=== Section Start ===

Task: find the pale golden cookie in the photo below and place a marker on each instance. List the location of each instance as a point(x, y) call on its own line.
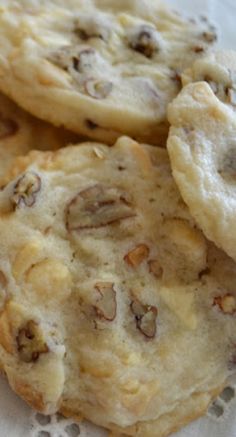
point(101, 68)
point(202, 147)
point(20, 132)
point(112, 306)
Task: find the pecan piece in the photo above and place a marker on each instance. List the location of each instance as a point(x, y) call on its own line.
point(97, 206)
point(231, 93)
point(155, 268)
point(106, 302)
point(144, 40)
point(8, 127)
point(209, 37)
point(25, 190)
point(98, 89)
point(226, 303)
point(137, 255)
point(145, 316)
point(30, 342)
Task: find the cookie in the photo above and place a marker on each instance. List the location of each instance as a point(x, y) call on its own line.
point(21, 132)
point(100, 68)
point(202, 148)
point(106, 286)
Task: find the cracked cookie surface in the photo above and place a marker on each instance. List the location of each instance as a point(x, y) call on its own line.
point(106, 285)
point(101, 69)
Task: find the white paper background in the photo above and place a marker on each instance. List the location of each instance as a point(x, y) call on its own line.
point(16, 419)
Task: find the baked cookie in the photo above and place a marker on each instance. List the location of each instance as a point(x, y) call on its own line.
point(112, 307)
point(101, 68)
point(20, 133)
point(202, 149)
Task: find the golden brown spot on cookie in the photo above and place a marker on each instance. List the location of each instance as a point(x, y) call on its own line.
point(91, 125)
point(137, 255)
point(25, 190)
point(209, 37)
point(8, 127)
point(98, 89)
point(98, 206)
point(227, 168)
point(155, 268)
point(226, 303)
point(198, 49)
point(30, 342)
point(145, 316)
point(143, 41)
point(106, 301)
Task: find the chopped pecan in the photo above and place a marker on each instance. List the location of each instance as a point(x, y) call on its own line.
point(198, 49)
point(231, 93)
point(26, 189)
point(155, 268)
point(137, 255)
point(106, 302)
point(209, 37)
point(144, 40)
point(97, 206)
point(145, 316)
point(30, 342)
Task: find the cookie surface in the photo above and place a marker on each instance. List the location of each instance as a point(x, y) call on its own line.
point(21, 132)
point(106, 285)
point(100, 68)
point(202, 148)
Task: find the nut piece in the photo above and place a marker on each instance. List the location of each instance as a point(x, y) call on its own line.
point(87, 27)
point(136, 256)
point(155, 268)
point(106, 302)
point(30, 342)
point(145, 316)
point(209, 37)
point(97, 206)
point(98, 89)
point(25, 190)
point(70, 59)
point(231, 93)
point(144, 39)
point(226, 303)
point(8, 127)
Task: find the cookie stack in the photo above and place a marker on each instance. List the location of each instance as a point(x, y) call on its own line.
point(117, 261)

=== Section End ===

### Your objective
Your task is to set down every entry exactly, leaving out any picture it contains.

### Exercise answer
Task: find the pale golden cookie in the photo below and place a marker on each instance. List the location of each instance as a point(x, y) call on its own line.
point(101, 68)
point(202, 147)
point(20, 132)
point(112, 306)
Task: find the pecan piece in the photo above and place a marker on each instance. List the location of each instance as a point(x, y) call on its own line.
point(97, 206)
point(231, 93)
point(155, 268)
point(106, 302)
point(144, 40)
point(8, 127)
point(209, 37)
point(25, 190)
point(98, 89)
point(226, 303)
point(137, 255)
point(145, 316)
point(30, 342)
Task: find the cookie in the photo above and place a marker on each instance. List the location of each instance as a point(x, y) call on its own line.
point(21, 132)
point(100, 68)
point(202, 148)
point(106, 286)
Task: find the cracked cookie surface in the photo above and place a marker on each instance. List the location of each instance as a point(x, y) call on its own line.
point(106, 285)
point(101, 69)
Task: find the white paper background in the photo above and place a marker on each instance. List the location of each instance as a point(x, y) call on its own line.
point(16, 419)
Task: find the baked cookie in the photo above and place a marker on each instance. List the location of each instance as a point(x, y) call on its own line.
point(112, 307)
point(101, 68)
point(20, 133)
point(202, 149)
Task: find the golden brown spot on cookie in the photo above and place a marker on each instance. List the location of each instance as a point(x, y) call on its own line.
point(91, 125)
point(137, 255)
point(25, 190)
point(209, 37)
point(8, 127)
point(98, 89)
point(98, 206)
point(227, 168)
point(155, 268)
point(226, 303)
point(198, 49)
point(30, 342)
point(145, 316)
point(143, 41)
point(106, 301)
Task: find the chopped pecan in the photo above and place a marker on each instance. List the location of each instance as a point(x, y) call on its own line.
point(198, 49)
point(231, 93)
point(26, 189)
point(155, 268)
point(137, 255)
point(106, 302)
point(209, 37)
point(144, 40)
point(97, 206)
point(145, 316)
point(30, 342)
Task: find the cookie surface in the photo above and place a marker on each instance. List the location of each instance as a point(x, y) call on its own line.
point(21, 132)
point(106, 285)
point(100, 68)
point(202, 148)
Task: find the nut piece in the photo above and place a marker on each instance. List the location of each instance as a point(x, y) call on its own line.
point(87, 27)
point(136, 256)
point(155, 268)
point(106, 302)
point(30, 342)
point(145, 316)
point(209, 37)
point(97, 206)
point(98, 89)
point(25, 190)
point(70, 59)
point(231, 93)
point(144, 39)
point(226, 303)
point(8, 127)
Task: find the cookie stack in the photo above and place a marker on each instance. List the location of each instance as a point(x, y) call on its own line.
point(117, 261)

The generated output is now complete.